Exercise details: List every line below containing "leaf".

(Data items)
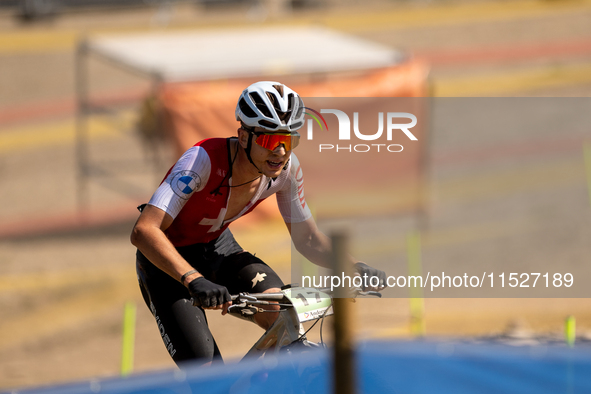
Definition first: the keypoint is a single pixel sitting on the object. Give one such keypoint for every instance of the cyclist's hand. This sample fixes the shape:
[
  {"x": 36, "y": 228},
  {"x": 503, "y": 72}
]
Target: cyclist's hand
[
  {"x": 364, "y": 269},
  {"x": 209, "y": 295}
]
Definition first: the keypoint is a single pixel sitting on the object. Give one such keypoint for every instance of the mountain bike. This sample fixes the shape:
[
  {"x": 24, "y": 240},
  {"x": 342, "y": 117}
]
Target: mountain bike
[{"x": 297, "y": 305}]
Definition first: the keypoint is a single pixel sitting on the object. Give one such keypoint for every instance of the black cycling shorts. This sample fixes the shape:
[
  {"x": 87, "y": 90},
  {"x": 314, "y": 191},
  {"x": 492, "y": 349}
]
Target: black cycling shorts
[{"x": 182, "y": 326}]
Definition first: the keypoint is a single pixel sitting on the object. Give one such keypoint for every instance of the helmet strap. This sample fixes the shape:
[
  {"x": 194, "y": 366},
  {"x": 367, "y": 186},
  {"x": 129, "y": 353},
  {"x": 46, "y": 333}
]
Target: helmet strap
[{"x": 247, "y": 150}]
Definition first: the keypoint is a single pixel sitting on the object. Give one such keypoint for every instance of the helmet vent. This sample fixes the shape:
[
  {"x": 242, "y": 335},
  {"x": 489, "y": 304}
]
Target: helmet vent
[
  {"x": 300, "y": 108},
  {"x": 267, "y": 124},
  {"x": 260, "y": 104},
  {"x": 274, "y": 101},
  {"x": 246, "y": 110},
  {"x": 279, "y": 89}
]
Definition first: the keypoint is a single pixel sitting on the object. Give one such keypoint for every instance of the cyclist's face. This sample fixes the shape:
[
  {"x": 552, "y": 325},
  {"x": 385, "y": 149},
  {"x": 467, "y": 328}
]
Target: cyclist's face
[{"x": 270, "y": 162}]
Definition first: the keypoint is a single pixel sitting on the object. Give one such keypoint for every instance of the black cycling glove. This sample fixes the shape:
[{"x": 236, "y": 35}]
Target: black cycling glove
[
  {"x": 208, "y": 294},
  {"x": 364, "y": 269}
]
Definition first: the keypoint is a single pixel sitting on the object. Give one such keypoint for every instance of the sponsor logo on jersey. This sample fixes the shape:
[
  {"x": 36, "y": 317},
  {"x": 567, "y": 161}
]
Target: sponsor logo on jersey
[{"x": 184, "y": 183}]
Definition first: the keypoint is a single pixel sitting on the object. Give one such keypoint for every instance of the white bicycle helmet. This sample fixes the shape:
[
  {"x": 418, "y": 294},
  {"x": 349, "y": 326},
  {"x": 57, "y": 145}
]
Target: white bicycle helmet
[{"x": 271, "y": 106}]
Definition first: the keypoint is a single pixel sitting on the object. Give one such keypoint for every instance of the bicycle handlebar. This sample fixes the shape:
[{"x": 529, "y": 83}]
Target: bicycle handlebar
[{"x": 264, "y": 298}]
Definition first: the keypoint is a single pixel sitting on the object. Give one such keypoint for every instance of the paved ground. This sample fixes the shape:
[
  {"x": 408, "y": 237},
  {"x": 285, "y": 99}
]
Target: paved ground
[{"x": 492, "y": 197}]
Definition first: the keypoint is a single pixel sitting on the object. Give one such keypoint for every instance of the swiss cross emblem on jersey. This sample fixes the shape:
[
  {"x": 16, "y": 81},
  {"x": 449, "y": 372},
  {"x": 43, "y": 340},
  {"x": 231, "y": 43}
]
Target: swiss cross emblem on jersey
[{"x": 184, "y": 183}]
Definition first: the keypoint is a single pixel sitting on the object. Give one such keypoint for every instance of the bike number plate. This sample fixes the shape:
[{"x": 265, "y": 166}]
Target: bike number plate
[{"x": 309, "y": 303}]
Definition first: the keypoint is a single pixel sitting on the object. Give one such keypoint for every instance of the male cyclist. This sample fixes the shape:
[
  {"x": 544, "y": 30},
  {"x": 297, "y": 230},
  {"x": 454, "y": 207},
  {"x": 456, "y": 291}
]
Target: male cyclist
[{"x": 185, "y": 248}]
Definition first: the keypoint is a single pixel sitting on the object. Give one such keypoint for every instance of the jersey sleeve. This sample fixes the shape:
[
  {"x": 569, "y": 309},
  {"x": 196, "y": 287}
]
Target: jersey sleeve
[
  {"x": 290, "y": 198},
  {"x": 189, "y": 175}
]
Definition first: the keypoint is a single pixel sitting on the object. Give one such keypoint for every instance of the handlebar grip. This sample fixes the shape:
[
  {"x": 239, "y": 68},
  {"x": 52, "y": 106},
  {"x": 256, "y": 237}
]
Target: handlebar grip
[{"x": 196, "y": 301}]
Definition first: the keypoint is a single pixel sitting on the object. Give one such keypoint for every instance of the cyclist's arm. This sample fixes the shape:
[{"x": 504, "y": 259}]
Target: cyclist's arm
[
  {"x": 149, "y": 237},
  {"x": 312, "y": 243}
]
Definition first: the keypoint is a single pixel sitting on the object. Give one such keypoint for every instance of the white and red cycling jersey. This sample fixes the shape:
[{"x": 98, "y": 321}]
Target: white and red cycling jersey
[{"x": 196, "y": 190}]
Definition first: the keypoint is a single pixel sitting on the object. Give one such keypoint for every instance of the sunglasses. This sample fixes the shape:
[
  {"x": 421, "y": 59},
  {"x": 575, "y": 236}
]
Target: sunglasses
[{"x": 273, "y": 140}]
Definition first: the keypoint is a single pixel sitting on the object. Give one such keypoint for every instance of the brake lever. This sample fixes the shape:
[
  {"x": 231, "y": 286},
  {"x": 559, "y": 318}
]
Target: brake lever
[{"x": 370, "y": 294}]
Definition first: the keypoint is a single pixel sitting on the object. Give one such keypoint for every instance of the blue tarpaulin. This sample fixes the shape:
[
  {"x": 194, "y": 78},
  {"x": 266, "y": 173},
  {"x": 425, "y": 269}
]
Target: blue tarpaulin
[{"x": 383, "y": 367}]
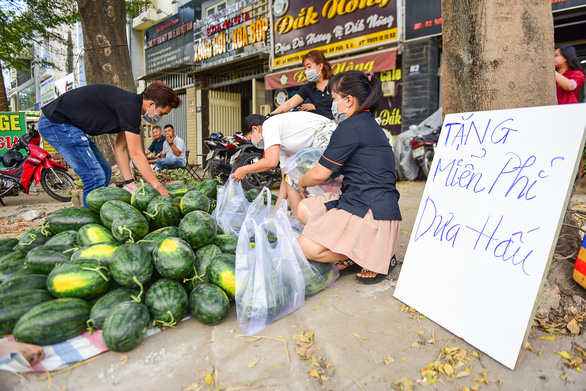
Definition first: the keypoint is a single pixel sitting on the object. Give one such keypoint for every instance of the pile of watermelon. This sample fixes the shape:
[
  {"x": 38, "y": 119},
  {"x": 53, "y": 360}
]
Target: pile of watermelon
[{"x": 124, "y": 263}]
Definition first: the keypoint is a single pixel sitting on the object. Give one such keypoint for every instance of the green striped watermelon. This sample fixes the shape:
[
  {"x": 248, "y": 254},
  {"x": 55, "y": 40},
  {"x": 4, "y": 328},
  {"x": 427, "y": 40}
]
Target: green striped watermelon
[
  {"x": 167, "y": 302},
  {"x": 52, "y": 321},
  {"x": 209, "y": 304}
]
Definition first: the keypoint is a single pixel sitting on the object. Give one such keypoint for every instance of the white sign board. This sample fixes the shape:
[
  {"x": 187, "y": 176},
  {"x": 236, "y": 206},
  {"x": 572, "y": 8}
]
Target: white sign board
[{"x": 488, "y": 222}]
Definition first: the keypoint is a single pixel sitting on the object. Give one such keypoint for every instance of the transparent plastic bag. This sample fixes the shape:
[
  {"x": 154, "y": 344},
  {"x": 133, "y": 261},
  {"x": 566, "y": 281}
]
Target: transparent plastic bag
[
  {"x": 269, "y": 275},
  {"x": 297, "y": 165},
  {"x": 231, "y": 207}
]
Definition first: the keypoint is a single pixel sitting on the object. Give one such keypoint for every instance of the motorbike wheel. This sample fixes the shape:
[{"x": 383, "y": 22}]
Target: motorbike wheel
[
  {"x": 57, "y": 183},
  {"x": 257, "y": 180},
  {"x": 427, "y": 160},
  {"x": 222, "y": 177}
]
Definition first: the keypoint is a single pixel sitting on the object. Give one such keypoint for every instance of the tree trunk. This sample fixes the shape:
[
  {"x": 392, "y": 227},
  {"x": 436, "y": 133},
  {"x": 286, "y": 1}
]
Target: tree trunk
[
  {"x": 107, "y": 58},
  {"x": 3, "y": 96},
  {"x": 497, "y": 55}
]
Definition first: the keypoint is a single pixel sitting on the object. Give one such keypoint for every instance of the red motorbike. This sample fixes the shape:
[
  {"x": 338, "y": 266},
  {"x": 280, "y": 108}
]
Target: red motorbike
[{"x": 20, "y": 172}]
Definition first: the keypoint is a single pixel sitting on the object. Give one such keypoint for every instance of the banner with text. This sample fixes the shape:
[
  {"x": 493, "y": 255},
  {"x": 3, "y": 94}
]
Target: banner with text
[
  {"x": 169, "y": 44},
  {"x": 333, "y": 26}
]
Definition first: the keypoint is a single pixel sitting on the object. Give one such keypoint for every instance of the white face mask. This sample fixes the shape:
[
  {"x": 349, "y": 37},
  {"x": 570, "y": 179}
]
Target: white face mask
[
  {"x": 154, "y": 119},
  {"x": 312, "y": 75},
  {"x": 339, "y": 117}
]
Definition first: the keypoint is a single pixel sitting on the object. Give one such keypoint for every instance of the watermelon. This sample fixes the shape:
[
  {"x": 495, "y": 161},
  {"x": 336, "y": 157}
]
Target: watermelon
[
  {"x": 99, "y": 252},
  {"x": 173, "y": 258},
  {"x": 65, "y": 238},
  {"x": 167, "y": 302},
  {"x": 208, "y": 304},
  {"x": 149, "y": 242},
  {"x": 226, "y": 243},
  {"x": 162, "y": 212},
  {"x": 43, "y": 259},
  {"x": 131, "y": 266},
  {"x": 97, "y": 197},
  {"x": 318, "y": 276},
  {"x": 83, "y": 278},
  {"x": 209, "y": 187},
  {"x": 23, "y": 282},
  {"x": 8, "y": 243},
  {"x": 177, "y": 190},
  {"x": 125, "y": 326},
  {"x": 52, "y": 321},
  {"x": 130, "y": 226},
  {"x": 72, "y": 218},
  {"x": 194, "y": 200},
  {"x": 105, "y": 304},
  {"x": 142, "y": 196},
  {"x": 222, "y": 273},
  {"x": 10, "y": 264},
  {"x": 197, "y": 228},
  {"x": 112, "y": 209},
  {"x": 15, "y": 304},
  {"x": 33, "y": 238}
]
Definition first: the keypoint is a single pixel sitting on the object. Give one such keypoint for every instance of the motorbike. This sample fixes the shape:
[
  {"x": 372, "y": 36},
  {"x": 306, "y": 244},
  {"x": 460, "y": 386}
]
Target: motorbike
[
  {"x": 20, "y": 172},
  {"x": 424, "y": 149},
  {"x": 226, "y": 154}
]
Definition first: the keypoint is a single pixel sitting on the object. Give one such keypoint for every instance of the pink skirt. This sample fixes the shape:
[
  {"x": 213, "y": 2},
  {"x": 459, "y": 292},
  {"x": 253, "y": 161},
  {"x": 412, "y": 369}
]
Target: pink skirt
[{"x": 368, "y": 242}]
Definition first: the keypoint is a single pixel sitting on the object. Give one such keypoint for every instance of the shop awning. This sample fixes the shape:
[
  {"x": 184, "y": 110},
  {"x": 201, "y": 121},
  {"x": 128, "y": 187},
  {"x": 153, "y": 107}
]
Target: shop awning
[{"x": 372, "y": 62}]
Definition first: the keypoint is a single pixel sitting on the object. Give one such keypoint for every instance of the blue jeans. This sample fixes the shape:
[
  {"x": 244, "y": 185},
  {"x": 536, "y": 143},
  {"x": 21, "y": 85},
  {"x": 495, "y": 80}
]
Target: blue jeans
[
  {"x": 80, "y": 152},
  {"x": 169, "y": 162}
]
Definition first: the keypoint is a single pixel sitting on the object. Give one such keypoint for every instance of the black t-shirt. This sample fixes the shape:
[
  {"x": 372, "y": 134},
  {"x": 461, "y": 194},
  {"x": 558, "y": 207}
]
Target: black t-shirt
[
  {"x": 361, "y": 152},
  {"x": 97, "y": 109},
  {"x": 322, "y": 100}
]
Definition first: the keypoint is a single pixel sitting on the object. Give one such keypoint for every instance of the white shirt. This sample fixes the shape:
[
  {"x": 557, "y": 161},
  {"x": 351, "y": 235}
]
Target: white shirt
[
  {"x": 293, "y": 131},
  {"x": 178, "y": 143}
]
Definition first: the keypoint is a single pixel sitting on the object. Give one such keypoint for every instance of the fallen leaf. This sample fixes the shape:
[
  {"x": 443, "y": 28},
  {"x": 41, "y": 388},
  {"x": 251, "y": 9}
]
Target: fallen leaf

Task output:
Definition first: the keypoint is a single pixel sitting on the object. Give one such keypoint for every instance of the fallen leaf. This sample fixes the shape:
Target: fallen leaf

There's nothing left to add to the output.